__TASK DESCRIPTION__. From the entries that follow, list every line in which the string "below" appears.
━━━ DATA LISTING ━━━
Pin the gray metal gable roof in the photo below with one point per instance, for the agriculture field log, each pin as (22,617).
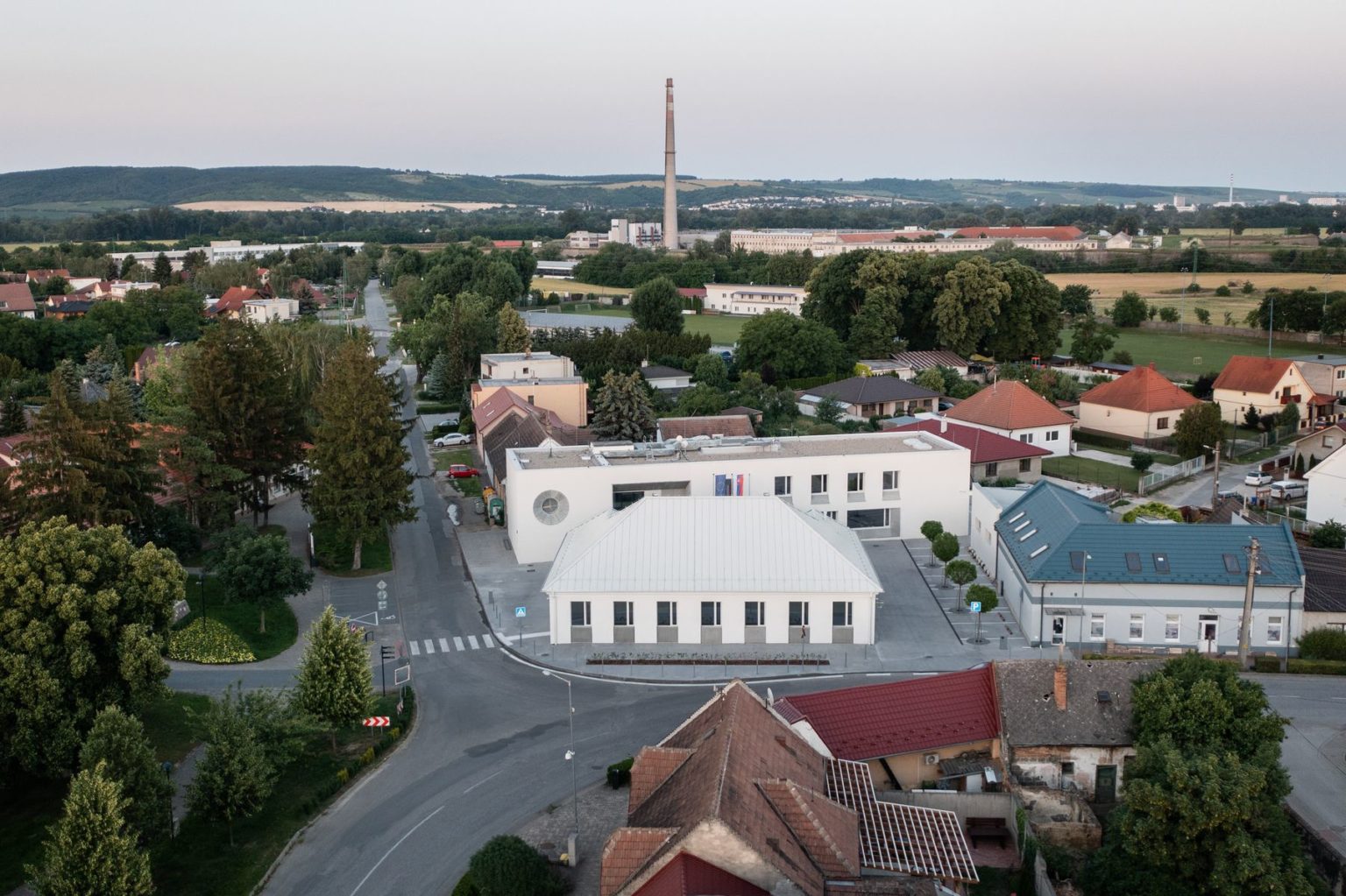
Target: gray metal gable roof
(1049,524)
━━━
━━━ DATA LISTING ━━━
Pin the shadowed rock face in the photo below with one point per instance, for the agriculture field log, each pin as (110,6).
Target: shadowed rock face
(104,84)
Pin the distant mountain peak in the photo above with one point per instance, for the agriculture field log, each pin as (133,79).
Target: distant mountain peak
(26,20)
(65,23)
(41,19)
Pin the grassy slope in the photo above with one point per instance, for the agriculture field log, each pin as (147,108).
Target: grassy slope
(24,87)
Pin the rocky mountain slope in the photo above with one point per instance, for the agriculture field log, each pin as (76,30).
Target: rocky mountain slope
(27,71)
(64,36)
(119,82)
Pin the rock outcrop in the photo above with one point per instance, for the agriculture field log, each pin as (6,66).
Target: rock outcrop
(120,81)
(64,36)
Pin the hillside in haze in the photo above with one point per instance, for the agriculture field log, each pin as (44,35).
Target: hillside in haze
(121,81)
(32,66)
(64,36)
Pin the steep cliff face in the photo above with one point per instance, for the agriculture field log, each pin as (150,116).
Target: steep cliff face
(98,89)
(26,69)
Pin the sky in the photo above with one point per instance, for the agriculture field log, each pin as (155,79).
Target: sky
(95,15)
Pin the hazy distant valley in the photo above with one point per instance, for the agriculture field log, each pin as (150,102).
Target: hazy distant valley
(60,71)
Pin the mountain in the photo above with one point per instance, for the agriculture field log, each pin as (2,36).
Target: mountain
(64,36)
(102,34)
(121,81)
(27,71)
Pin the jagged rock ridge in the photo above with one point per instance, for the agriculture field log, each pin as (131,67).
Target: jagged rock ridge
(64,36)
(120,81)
━━━
━━━ DATA LISTING ━━━
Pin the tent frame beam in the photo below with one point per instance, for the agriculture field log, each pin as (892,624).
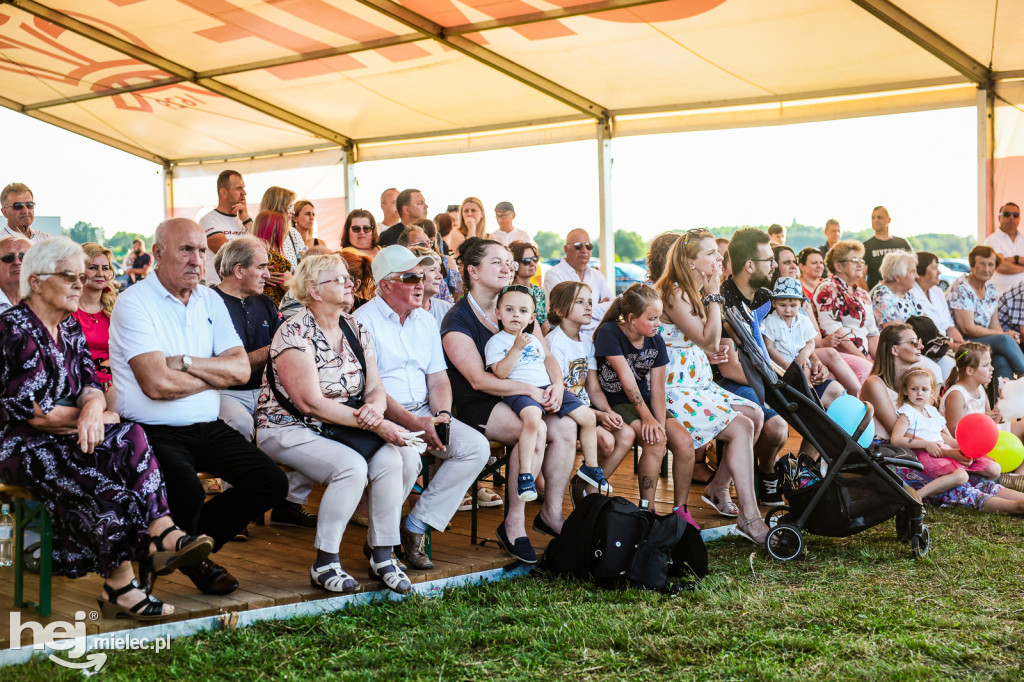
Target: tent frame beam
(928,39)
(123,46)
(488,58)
━━━
__RESPONSE__.
Pin the gray metal gable roof in the photo below with one point per instance, for the agriculture field log, each pin as (22,617).
Pin the shadowed rock face in the photo below with one point per instance, for the agriculture field log, each pin as (110,6).
Pin the tent frame beam in the photo below with one point per instance, for the agriculture field log, each pin as (892,624).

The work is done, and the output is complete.